Reports by the Comptroller and Auditor General - The Speaker's Committee on the Electoral Commission Contents


Appendix 1: The Local Government Boundary Commission for England: the costing system


Introduction

1.  The Local Government Boundary Commission for England (the Commission) was established on 1 April 2010. The main work of the Commission centres upon completing electoral reviews to ensure that the internal ward boundaries of English local authorities provide for "electoral equality, effective and convenient local government, and reflect community identities and interests". The Commission also undertakes principal area boundary reviews, which look at authorities' boundaries with one another.

2.  The NAO is required by statute to report annually to the Speakers Committee on an aspect of the value for money achieved by the Commission. Given the Commission's small size and the risks of disproportionate inspection, we have agreed with the Committee that we will meet the statutory requirement with shorter reports in some years and longer reports in others. The 2012-13 report is a short report focused on the Commission's costing systems.

3.  Understanding costs is critical to enable the Commission to use its resources optimally. The Commission took the initiative from its establishment to develop systems to understand its costs better and has made substantial progress with them. Our first two reports[3] noted this progress. Further work will help the Commission to find the best ways to do more with less and face the challenges ahead.

4.  This report is based on a review of the Commission's costing data and reports, interviews with key staff and commissioners, and attendance at a Commission budget performance meeting. It focuses on two key questions.

  • Is the Commission's costing system useful?
  • Is the Commission's costing system reliable?

The costing system is proving useful

5.  The costing system has helped the Commission monitor the costs of reviews more closely. Monitoring takes place mainly in review managers' monthly budget performance meetings. These meetings focus on cash spending, providing an effective check. They also consider staff time, currently in less detail.

▶ **SUPPLIED DATA**
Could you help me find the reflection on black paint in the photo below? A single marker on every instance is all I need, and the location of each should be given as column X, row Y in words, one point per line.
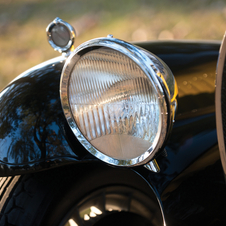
column 31, row 120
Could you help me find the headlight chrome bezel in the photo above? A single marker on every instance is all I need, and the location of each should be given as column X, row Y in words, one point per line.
column 155, row 70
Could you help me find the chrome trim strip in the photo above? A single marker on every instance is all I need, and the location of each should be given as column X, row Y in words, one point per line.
column 219, row 122
column 144, row 62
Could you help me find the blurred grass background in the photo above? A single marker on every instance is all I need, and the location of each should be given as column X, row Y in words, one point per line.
column 23, row 41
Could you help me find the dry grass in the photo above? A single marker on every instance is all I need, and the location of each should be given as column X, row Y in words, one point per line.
column 23, row 42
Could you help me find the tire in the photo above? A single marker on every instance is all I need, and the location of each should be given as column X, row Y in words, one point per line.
column 62, row 197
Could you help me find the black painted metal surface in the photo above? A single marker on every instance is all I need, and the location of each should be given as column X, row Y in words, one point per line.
column 34, row 134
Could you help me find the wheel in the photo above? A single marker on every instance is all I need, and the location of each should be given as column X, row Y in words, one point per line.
column 78, row 195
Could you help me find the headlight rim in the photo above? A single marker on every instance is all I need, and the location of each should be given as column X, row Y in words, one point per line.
column 144, row 62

▶ **WHAT TO DO**
(a) According to the report, on what date was the Local Government Boundary Commission for England established?
(b) In the entries, turn the lines starting at the one that contains "Could you help me find the chrome" and ending at the one that contains "column 23, row 41" into a JSON list of strings, one string per line, with blank lines left out.

▶ **TASK RESULTS**
(a) 1 April 2010

(b)
[
  "Could you help me find the chrome trim strip in the photo above? A single marker on every instance is all I need, and the location of each should be given as column X, row Y in words, one point per line.",
  "column 219, row 122",
  "column 144, row 62",
  "Could you help me find the blurred grass background in the photo above? A single marker on every instance is all I need, and the location of each should be given as column X, row Y in words, one point per line.",
  "column 23, row 41"
]